_Image-backed grounding data_:

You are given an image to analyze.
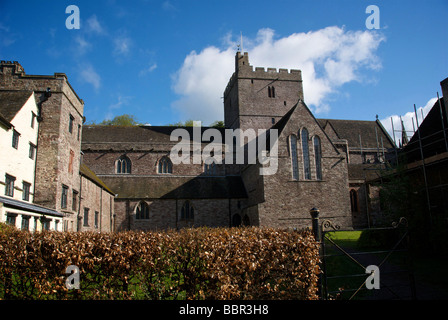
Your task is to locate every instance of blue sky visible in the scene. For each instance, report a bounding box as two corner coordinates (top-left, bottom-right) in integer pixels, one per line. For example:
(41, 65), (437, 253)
(1, 0), (447, 142)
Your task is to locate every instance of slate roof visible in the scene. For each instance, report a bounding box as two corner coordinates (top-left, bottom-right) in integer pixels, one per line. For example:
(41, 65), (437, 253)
(317, 118), (395, 150)
(82, 125), (226, 151)
(98, 175), (247, 199)
(0, 90), (33, 126)
(0, 195), (63, 217)
(80, 163), (115, 195)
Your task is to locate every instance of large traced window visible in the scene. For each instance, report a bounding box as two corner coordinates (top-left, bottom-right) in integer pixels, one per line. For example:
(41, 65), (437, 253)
(158, 156), (173, 174)
(180, 200), (194, 223)
(289, 135), (299, 180)
(135, 201), (150, 220)
(313, 136), (322, 180)
(301, 128), (311, 180)
(116, 155), (131, 174)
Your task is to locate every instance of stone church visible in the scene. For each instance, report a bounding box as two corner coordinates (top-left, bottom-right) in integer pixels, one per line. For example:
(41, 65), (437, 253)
(82, 52), (395, 231)
(1, 52), (395, 232)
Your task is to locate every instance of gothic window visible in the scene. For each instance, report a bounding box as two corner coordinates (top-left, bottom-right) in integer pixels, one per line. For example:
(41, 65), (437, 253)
(350, 189), (359, 213)
(313, 136), (322, 180)
(204, 157), (217, 175)
(180, 200), (194, 223)
(136, 201), (150, 220)
(116, 155), (131, 174)
(301, 128), (311, 180)
(158, 156), (173, 174)
(289, 135), (299, 180)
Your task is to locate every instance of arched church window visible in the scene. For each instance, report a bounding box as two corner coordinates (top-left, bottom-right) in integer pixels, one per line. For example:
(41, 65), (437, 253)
(158, 156), (173, 174)
(313, 136), (322, 180)
(289, 134), (299, 180)
(180, 200), (194, 223)
(135, 201), (149, 220)
(204, 161), (217, 175)
(116, 155), (131, 174)
(301, 128), (311, 180)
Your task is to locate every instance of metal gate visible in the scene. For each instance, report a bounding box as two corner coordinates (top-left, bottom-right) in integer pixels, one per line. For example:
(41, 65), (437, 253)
(310, 210), (416, 300)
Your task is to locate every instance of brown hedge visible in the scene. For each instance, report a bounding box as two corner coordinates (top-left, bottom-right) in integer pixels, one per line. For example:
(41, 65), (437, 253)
(0, 224), (320, 300)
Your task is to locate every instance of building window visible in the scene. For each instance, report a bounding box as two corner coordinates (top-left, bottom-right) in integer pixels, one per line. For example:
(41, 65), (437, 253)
(271, 118), (275, 125)
(136, 201), (150, 220)
(21, 215), (30, 231)
(22, 181), (31, 201)
(72, 190), (78, 211)
(31, 112), (36, 128)
(313, 136), (322, 180)
(69, 114), (74, 133)
(77, 124), (81, 140)
(41, 217), (50, 231)
(12, 129), (20, 149)
(5, 174), (15, 197)
(301, 128), (311, 180)
(158, 156), (173, 174)
(180, 200), (194, 223)
(268, 86), (275, 98)
(116, 155), (131, 174)
(29, 143), (36, 159)
(6, 213), (17, 226)
(61, 185), (69, 209)
(204, 160), (217, 176)
(83, 208), (89, 226)
(289, 135), (299, 180)
(350, 189), (359, 213)
(94, 211), (99, 228)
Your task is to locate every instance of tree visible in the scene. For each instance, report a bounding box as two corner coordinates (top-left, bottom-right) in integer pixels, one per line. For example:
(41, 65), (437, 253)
(89, 114), (141, 126)
(167, 120), (225, 128)
(210, 120), (225, 128)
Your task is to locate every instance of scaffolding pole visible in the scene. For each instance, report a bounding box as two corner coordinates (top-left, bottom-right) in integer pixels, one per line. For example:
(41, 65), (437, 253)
(414, 104), (432, 225)
(437, 92), (448, 153)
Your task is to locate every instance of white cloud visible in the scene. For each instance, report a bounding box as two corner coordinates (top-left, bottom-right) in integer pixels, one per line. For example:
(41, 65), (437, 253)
(171, 26), (385, 125)
(79, 64), (101, 91)
(86, 15), (105, 35)
(139, 63), (157, 76)
(75, 35), (91, 54)
(104, 95), (132, 120)
(113, 35), (132, 56)
(380, 97), (438, 146)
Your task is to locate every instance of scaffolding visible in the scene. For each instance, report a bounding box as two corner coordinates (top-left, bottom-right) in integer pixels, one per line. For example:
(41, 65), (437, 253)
(372, 93), (448, 227)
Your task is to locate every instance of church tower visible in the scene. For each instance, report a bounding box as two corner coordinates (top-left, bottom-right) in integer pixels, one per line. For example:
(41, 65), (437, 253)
(223, 52), (304, 131)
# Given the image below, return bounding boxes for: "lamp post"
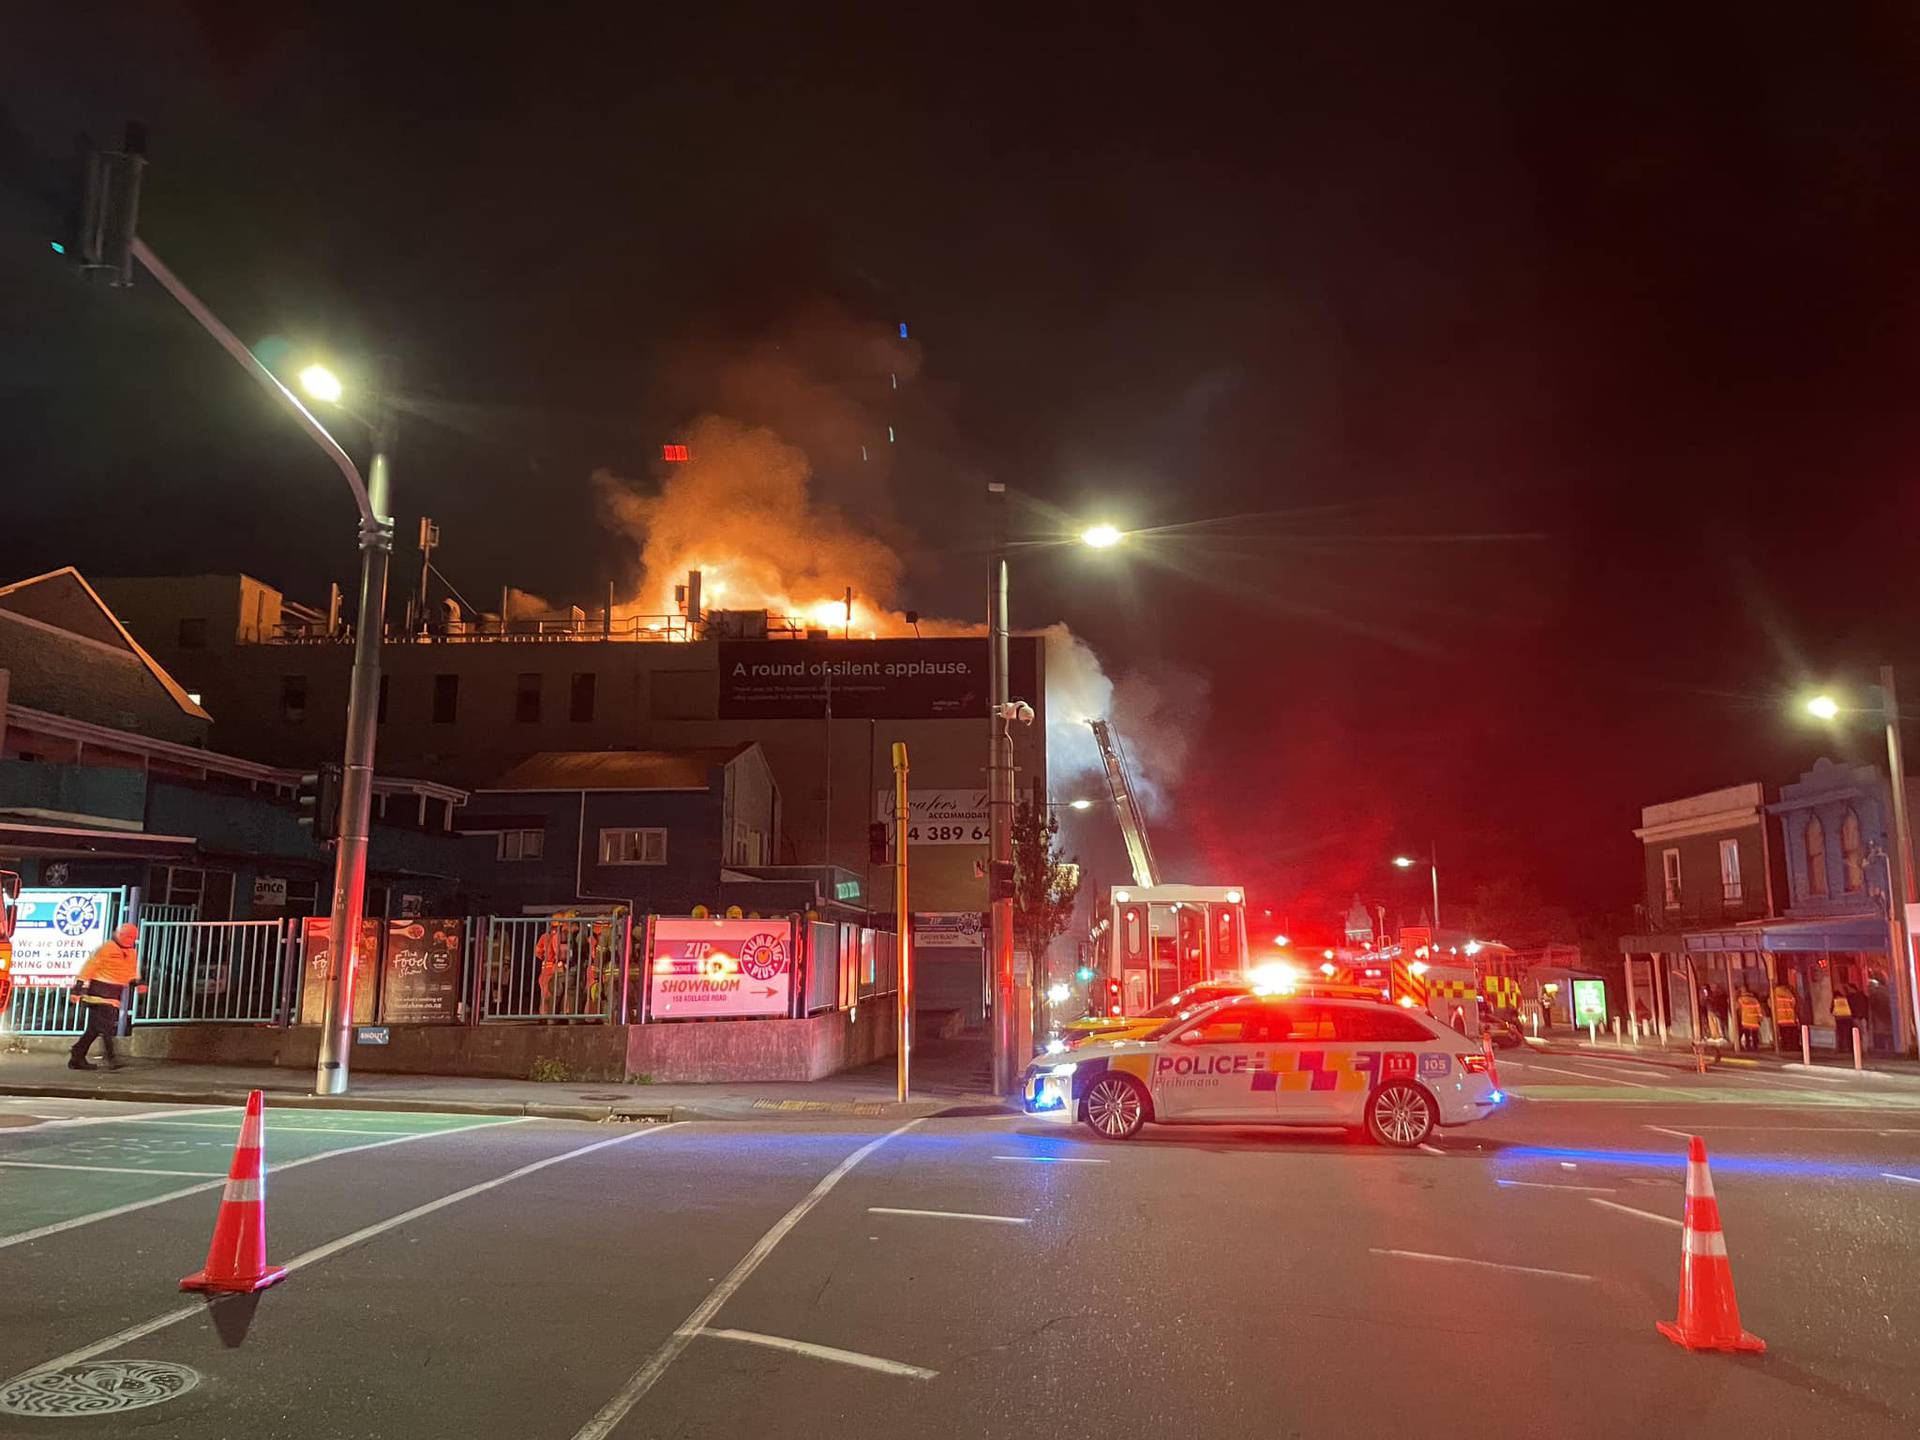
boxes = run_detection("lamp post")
[1392,846,1441,934]
[1806,669,1920,1057]
[985,493,1127,1094]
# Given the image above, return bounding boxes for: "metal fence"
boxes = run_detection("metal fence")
[134,920,294,1024]
[140,903,199,925]
[475,914,628,1022]
[5,985,93,1036]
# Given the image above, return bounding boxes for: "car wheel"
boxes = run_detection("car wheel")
[1366,1082,1435,1148]
[1082,1074,1148,1140]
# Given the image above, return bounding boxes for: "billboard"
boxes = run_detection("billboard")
[379,918,465,1024]
[648,916,795,1019]
[915,911,985,949]
[876,788,988,846]
[300,916,382,1025]
[717,638,1038,720]
[1572,978,1608,1027]
[10,889,116,987]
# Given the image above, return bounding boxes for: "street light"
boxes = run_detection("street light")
[1803,670,1920,1057]
[1081,523,1124,549]
[299,364,343,404]
[1392,848,1441,933]
[1068,798,1095,811]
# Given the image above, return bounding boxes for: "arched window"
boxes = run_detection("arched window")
[1806,816,1829,898]
[1841,809,1865,893]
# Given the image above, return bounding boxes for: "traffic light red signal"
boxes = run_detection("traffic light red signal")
[1103,976,1123,1017]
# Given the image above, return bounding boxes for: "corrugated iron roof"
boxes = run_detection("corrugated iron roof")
[484,745,755,792]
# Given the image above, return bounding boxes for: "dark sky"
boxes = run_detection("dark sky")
[7,2,1920,937]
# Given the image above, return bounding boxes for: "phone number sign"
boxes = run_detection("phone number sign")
[875,788,988,846]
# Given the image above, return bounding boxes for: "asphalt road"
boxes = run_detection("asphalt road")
[1,1053,1917,1438]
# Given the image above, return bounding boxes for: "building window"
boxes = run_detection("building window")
[515,673,542,724]
[177,617,208,649]
[1841,808,1864,893]
[432,674,459,724]
[378,674,390,724]
[497,829,545,862]
[1719,838,1742,905]
[570,672,596,723]
[280,675,308,723]
[1806,817,1828,898]
[599,827,667,865]
[1661,848,1682,909]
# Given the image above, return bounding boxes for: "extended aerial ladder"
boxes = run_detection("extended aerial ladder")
[1083,721,1246,1016]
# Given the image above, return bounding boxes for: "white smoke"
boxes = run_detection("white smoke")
[1043,626,1199,818]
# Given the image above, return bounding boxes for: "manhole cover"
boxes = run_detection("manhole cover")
[0,1361,200,1417]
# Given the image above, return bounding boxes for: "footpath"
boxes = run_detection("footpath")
[1525,1032,1920,1081]
[0,1035,1011,1124]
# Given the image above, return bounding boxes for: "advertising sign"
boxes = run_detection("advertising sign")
[648,916,794,1019]
[914,911,985,949]
[1572,978,1608,1027]
[877,789,989,846]
[717,638,1038,720]
[300,916,382,1025]
[253,876,288,908]
[11,889,116,987]
[379,918,465,1024]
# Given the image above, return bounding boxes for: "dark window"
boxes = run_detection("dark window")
[432,674,459,724]
[515,673,542,724]
[1273,1004,1340,1041]
[377,674,390,723]
[570,672,596,723]
[1337,1008,1437,1042]
[280,675,308,723]
[177,617,208,649]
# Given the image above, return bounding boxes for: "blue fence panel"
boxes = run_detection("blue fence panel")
[134,920,290,1024]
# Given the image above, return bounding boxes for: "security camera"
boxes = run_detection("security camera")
[996,700,1035,725]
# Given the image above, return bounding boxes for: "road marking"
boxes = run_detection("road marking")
[1589,1197,1683,1228]
[1494,1179,1617,1193]
[1369,1249,1593,1282]
[867,1207,1029,1225]
[1417,1143,1445,1156]
[698,1328,936,1380]
[1512,1061,1655,1089]
[0,1107,241,1134]
[1669,1124,1920,1133]
[1644,1125,1694,1140]
[991,1154,1108,1165]
[0,1160,224,1178]
[0,1117,529,1252]
[1884,1173,1920,1185]
[569,1119,923,1440]
[6,1123,672,1381]
[135,1120,437,1137]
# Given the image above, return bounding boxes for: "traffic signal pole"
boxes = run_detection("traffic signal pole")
[987,485,1017,1096]
[893,742,912,1102]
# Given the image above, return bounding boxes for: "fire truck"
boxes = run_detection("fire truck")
[1084,721,1248,1016]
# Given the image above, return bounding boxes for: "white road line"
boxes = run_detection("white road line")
[1512,1061,1655,1089]
[1494,1179,1618,1193]
[867,1206,1029,1225]
[7,1123,672,1381]
[1884,1173,1920,1186]
[0,1117,529,1252]
[1417,1143,1445,1156]
[1670,1125,1920,1134]
[0,1160,225,1178]
[699,1328,937,1380]
[569,1119,923,1440]
[1589,1197,1683,1228]
[0,1106,241,1134]
[1644,1125,1694,1140]
[991,1154,1108,1164]
[1370,1248,1594,1282]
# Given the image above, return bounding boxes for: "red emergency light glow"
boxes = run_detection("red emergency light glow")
[662,444,690,462]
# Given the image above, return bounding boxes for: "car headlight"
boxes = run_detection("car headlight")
[1049,1062,1077,1078]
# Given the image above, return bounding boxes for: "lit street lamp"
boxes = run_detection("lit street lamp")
[1803,670,1920,1057]
[1392,847,1441,934]
[1080,523,1124,549]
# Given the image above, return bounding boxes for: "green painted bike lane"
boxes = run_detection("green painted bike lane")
[0,1108,520,1241]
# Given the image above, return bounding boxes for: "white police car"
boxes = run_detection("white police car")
[1022,992,1502,1146]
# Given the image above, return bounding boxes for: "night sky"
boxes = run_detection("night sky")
[8,3,1920,945]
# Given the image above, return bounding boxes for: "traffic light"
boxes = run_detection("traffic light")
[1075,965,1095,983]
[49,123,147,286]
[988,859,1016,903]
[296,763,343,843]
[1102,976,1124,1017]
[868,822,890,866]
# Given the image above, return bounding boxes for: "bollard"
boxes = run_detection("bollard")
[1853,1027,1864,1071]
[1612,1017,1622,1045]
[1801,1025,1812,1067]
[1531,1012,1540,1036]
[1589,1021,1599,1046]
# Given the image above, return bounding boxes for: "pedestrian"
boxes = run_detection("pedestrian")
[1831,983,1855,1056]
[1736,989,1764,1052]
[69,923,142,1071]
[1771,982,1799,1053]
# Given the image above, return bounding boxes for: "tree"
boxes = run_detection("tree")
[1012,799,1081,981]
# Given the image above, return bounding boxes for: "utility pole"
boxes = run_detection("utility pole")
[893,742,912,1101]
[1880,666,1920,1057]
[987,482,1017,1094]
[416,517,439,634]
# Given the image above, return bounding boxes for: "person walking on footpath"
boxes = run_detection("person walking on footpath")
[1737,989,1764,1051]
[69,922,142,1071]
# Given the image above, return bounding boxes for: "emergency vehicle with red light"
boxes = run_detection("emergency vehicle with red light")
[1023,992,1504,1147]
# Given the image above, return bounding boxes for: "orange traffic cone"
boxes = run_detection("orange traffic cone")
[1656,1135,1764,1352]
[181,1089,288,1294]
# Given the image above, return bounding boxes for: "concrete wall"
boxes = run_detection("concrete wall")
[114,1001,898,1084]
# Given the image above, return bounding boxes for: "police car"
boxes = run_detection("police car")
[1022,992,1502,1146]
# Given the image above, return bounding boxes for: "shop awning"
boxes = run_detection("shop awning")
[1683,916,1888,956]
[1619,933,1687,953]
[0,821,196,861]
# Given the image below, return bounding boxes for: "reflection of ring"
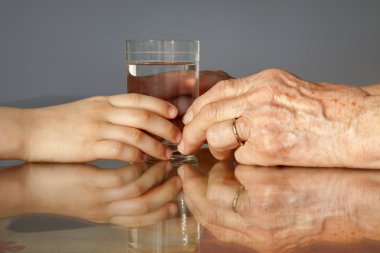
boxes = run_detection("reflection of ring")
[232,185,245,213]
[232,118,245,146]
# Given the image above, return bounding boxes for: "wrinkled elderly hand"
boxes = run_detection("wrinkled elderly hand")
[0,162,181,227]
[179,163,380,253]
[179,68,379,167]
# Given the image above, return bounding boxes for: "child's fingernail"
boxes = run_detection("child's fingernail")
[182,111,193,124]
[165,148,172,159]
[168,106,178,118]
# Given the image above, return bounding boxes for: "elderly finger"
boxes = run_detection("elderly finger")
[183,76,253,125]
[179,97,246,155]
[179,164,245,231]
[207,162,241,208]
[206,118,249,160]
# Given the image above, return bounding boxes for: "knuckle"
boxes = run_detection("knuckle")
[128,128,144,143]
[128,184,144,197]
[90,95,108,103]
[105,173,124,187]
[206,128,221,146]
[206,184,222,202]
[203,210,217,225]
[125,219,144,228]
[129,166,143,179]
[204,208,225,226]
[153,142,167,157]
[212,229,232,243]
[203,102,219,121]
[260,68,286,77]
[238,196,255,217]
[135,110,151,123]
[215,80,233,96]
[126,93,142,104]
[236,117,250,142]
[135,201,150,214]
[107,142,124,158]
[86,97,109,116]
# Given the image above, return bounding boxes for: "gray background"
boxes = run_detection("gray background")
[0,0,379,107]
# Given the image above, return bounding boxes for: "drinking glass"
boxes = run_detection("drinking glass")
[126,39,199,164]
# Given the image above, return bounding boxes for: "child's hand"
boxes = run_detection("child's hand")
[24,94,181,162]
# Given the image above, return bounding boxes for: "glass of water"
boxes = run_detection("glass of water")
[126,39,199,164]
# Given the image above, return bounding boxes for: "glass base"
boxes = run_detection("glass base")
[145,141,198,167]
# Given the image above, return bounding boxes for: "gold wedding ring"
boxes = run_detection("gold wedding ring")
[232,118,245,146]
[232,184,245,213]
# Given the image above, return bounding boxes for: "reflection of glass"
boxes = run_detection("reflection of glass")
[126,39,199,165]
[127,162,200,253]
[127,217,200,253]
[178,191,201,249]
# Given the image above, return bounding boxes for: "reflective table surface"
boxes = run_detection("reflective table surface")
[1,149,380,253]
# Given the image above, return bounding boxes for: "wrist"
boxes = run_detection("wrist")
[0,165,31,218]
[360,84,380,95]
[348,95,380,168]
[0,107,31,160]
[343,172,380,239]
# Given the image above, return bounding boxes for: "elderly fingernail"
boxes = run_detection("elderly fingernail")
[175,131,182,143]
[182,111,193,124]
[168,106,178,118]
[178,141,185,153]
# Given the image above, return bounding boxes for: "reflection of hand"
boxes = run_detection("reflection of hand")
[23,94,181,162]
[1,162,181,227]
[179,163,380,253]
[0,241,25,253]
[179,68,375,167]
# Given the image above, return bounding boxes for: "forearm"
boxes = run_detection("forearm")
[0,107,30,160]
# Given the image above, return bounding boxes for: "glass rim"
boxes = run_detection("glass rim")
[126,39,199,55]
[126,39,199,43]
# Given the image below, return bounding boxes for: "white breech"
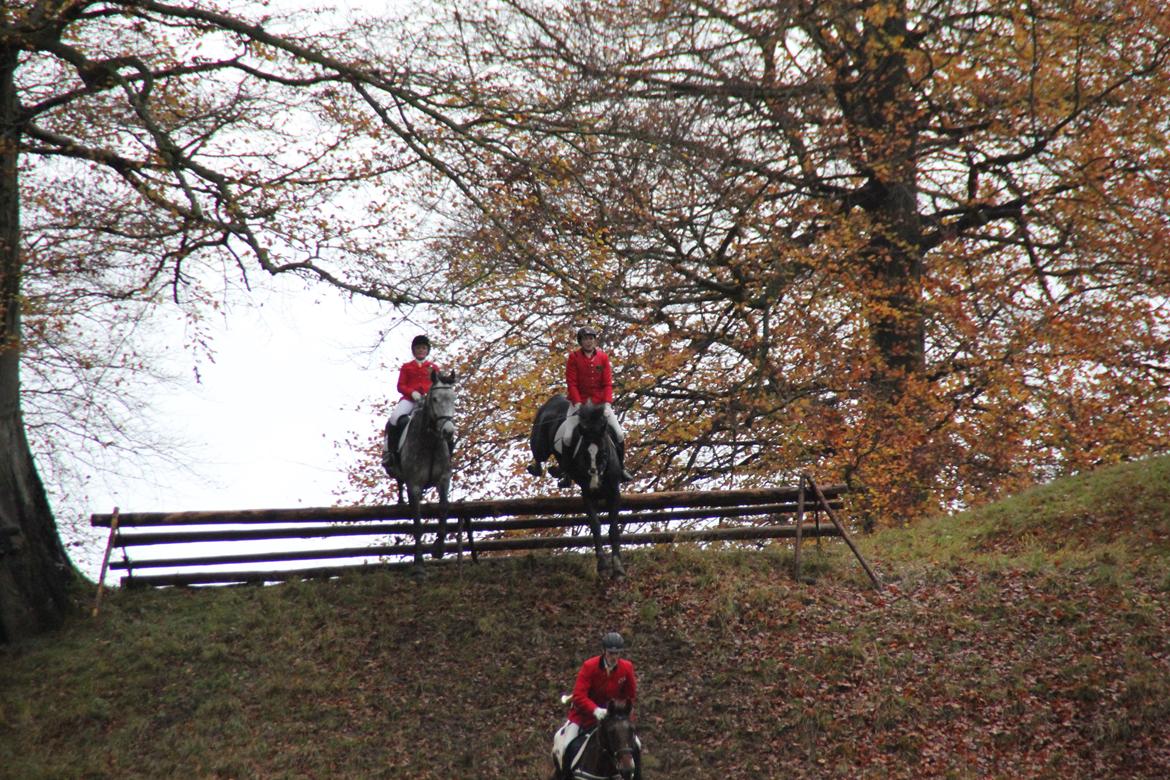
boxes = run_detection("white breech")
[552,719,642,771]
[389,398,416,426]
[553,403,625,455]
[552,720,580,769]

_Problem to solve_: Wherever "below" occurs in the records above, copy the line it sits in.

_Finished task_:
# Given the image below, return bounding boxes for: "lamp post"
# Given the image below, return bounding boxes for: "reflection of ring"
# Given the image below, return bounding boxes for: "white breech"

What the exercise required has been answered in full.